Work to be completed:
Word for word, give the material below again, minus any images.

[Begin Data records]

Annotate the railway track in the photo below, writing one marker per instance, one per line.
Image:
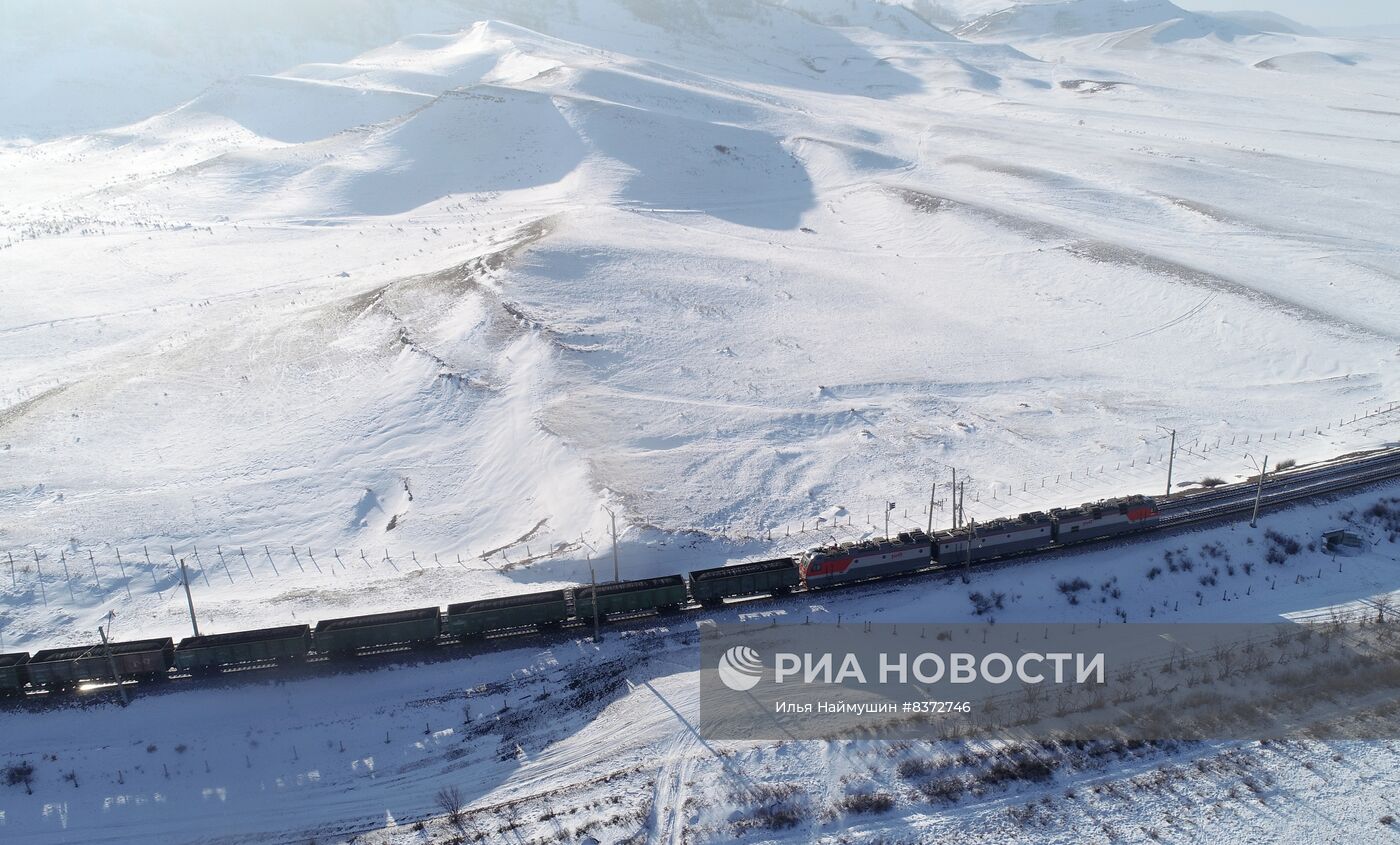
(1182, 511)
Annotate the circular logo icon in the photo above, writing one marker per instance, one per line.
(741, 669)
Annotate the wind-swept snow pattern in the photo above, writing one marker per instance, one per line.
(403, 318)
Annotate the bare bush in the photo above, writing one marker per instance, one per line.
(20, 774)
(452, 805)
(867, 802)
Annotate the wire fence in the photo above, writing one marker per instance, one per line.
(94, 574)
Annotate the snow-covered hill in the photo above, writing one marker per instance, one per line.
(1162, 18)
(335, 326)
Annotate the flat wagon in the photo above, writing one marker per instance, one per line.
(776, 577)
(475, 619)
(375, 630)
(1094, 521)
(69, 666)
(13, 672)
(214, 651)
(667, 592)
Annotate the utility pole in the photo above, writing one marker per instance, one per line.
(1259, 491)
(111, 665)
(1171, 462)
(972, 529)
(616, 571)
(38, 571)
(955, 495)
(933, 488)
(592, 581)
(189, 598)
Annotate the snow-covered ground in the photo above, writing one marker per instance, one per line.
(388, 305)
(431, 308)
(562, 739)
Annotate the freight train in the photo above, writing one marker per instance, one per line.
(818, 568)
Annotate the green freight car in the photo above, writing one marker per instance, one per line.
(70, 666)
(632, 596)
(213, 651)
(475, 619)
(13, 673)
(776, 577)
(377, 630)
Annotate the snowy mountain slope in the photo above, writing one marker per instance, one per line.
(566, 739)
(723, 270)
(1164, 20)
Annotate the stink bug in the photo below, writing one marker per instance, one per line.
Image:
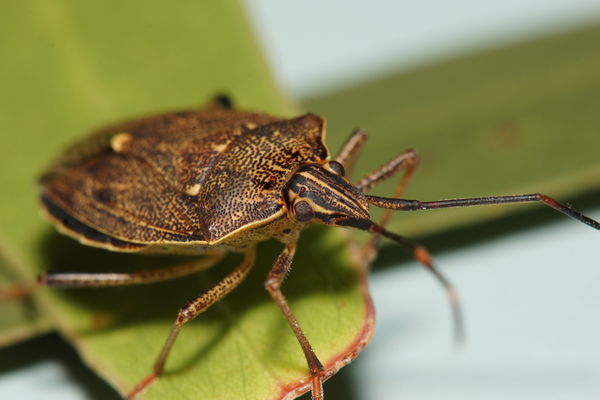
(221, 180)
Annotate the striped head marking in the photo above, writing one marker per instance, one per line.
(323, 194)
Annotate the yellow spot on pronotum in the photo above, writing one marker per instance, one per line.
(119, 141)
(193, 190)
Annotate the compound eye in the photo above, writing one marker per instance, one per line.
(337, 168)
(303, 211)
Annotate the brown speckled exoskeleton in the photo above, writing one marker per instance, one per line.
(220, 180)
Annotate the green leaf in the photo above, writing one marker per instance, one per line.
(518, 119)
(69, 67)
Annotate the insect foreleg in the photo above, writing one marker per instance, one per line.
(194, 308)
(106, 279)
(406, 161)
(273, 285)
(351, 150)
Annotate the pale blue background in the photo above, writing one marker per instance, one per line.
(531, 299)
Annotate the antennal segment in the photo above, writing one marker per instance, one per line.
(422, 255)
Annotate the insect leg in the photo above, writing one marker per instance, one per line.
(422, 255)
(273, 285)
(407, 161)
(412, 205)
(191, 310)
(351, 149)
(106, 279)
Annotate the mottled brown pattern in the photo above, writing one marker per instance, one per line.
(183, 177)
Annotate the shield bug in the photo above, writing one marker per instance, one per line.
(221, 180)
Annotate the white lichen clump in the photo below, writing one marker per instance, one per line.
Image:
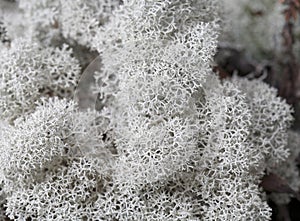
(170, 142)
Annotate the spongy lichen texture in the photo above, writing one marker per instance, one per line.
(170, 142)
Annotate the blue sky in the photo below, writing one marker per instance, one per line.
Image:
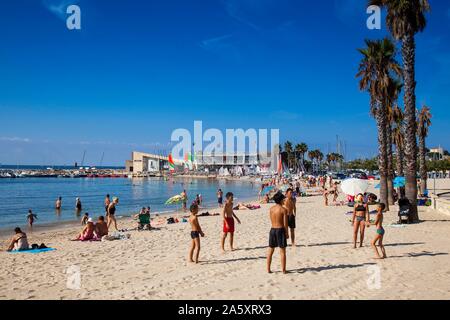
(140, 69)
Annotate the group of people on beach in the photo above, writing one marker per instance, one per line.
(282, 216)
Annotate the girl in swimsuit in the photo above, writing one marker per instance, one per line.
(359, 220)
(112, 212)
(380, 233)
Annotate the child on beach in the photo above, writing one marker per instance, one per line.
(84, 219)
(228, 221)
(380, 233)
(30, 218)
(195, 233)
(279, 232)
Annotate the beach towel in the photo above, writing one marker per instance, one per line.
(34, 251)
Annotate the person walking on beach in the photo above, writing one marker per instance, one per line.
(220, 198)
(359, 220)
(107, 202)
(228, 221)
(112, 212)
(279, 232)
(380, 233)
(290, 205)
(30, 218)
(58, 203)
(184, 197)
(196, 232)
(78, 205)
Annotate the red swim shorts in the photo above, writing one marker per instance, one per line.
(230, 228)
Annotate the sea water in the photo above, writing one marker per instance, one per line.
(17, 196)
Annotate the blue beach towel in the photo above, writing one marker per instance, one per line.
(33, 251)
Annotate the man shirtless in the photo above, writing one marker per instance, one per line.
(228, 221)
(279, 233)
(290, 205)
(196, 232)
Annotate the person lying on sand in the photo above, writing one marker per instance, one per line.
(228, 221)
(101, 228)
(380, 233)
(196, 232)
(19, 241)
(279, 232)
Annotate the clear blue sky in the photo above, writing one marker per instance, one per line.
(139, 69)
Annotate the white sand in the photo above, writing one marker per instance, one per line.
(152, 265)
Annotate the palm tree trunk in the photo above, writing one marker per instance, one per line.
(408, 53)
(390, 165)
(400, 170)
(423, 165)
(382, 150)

[End Data records]

Solution for this problem:
Annotate the railway track in the photo below, writing one marker per instance, one per line.
Image:
(1182, 511)
Annotate the circular logo icon in the photo above, writing one marker per instance, one per line.
(741, 669)
Annotate the wind-swept snow pattern in the photo above, writing one marker per instance, one per line.
(403, 318)
Annotate the bare bush in the photo above, writing one marker per instance, one per line.
(20, 774)
(452, 805)
(867, 802)
Annotate the wire fence in the photo above, writing one marker per instance, one per line.
(94, 574)
Annotate the snow-covered hill in the photo above, writing one marker per instance, one per line.
(1162, 18)
(335, 326)
Annotate the flat wagon in the photo above, writing one marker per instance, one per line.
(776, 577)
(475, 619)
(375, 630)
(1094, 521)
(69, 666)
(13, 672)
(214, 651)
(667, 592)
Annotate the utility pole in the photo above, writing one marker per instance, one per line.
(1259, 491)
(111, 665)
(1171, 462)
(972, 529)
(616, 571)
(38, 571)
(955, 495)
(933, 488)
(592, 581)
(189, 598)
Annotate the snow-covered ground in the photo above, writing one marker per instance, one per line.
(388, 305)
(431, 308)
(562, 739)
Annotate the freight train in the photo above, writing one marker per instance, one per line.
(818, 568)
Annotate the green freight car in the photo above, writing one marker per instance, one per line.
(70, 666)
(632, 596)
(213, 651)
(475, 619)
(13, 673)
(776, 577)
(377, 630)
Annotate the snowy mountain slope in the photo above, writing one marker per instance, one per line.
(566, 739)
(723, 270)
(1164, 20)
Annotate the stink bug in the photo below, writing one marker per instance, one per line.
Image:
(221, 180)
Annotate the striped head marking in the photo above, writing one marker per instance, one per line.
(323, 194)
Annotate the yellow spot on pronotum in the photo above, writing one marker per instance, one per line.
(119, 141)
(193, 190)
Annotate the compound eye in the photo above, writing one marker per instance, one per line.
(337, 168)
(303, 211)
Annotate the brown speckled exoskeleton in the photo above, writing one marker per instance, one per line.
(220, 180)
Annotate the green leaf in the photo above, writing one marker per instance, one per line.
(518, 119)
(69, 67)
Annotate the insect foreleg in the photo above, writing one marker per instance, one per line.
(194, 308)
(106, 279)
(406, 161)
(273, 285)
(351, 150)
Annotate the pale blue background in the photo above, writing one marker per instance, one per line.
(531, 299)
Annotate the antennal segment in the photo above, writing one marker per instance, one per line.
(422, 255)
Annotate the insect leg in the photo above, writing one marker per instance, one per line.
(422, 255)
(273, 285)
(407, 161)
(412, 205)
(191, 310)
(351, 149)
(106, 279)
Annotate the mottled brown pattern in the photo above, writing one marker per instance, one per line.
(183, 177)
Annotate the shield bug in the photo above, writing one marker per instance, one per line.
(221, 180)
Annotate the white lichen clump in the photo below, writing one marker per instance, one per line.
Image:
(170, 142)
Annotate the spongy lichen texture in the photo above, writing one marker per instance, one per line.
(170, 142)
Annotate the blue sky in the photo below, writing one marker per instance, one per line.
Image:
(140, 69)
Annotate the group of people on beach in the photo above, writing one marker per instance, one per line.
(282, 216)
Annotate the girl in swimsuit in the photo above, writing one marker per instance, one per line.
(359, 220)
(112, 212)
(380, 233)
Annotate the child on beach in the photo above, writing one marker per instance, one per line.
(84, 219)
(228, 221)
(380, 233)
(30, 218)
(195, 233)
(279, 232)
Annotate the beach towel in the photo above, writing one marker per instance, one per line.
(34, 251)
Annotate the person walking on beach in the photo above, writing one marker per instance, one per line.
(220, 198)
(359, 220)
(107, 202)
(228, 221)
(112, 212)
(279, 232)
(380, 233)
(290, 205)
(30, 218)
(58, 203)
(184, 197)
(196, 232)
(78, 205)
Annotate the red swim shorts in the photo above, writing one marker per instance, one per line.
(230, 228)
Annotate the sea water in the photo above, writing one marker per instance, one per line.
(17, 196)
Annotate the blue beach towel in the photo above, writing one marker per instance, one per line.
(33, 251)
Annotate the man shirtless in the photo above, writing one marker per instance, one per line.
(228, 221)
(279, 233)
(290, 205)
(196, 232)
Annotate the person lying on sand in the photo above, writing one marker per instance, one per line.
(228, 221)
(101, 228)
(380, 233)
(196, 232)
(19, 241)
(279, 232)
Annotate the clear blue sky in the photo above, writing one marker per instance, one per line.
(139, 69)
Annotate the white sand in the photo above, writing one marker per instance, one per line.
(152, 265)
Annotate the palm tree trunk in the photo above, writing one marker per instance, one per line.
(408, 53)
(390, 165)
(400, 170)
(423, 165)
(382, 150)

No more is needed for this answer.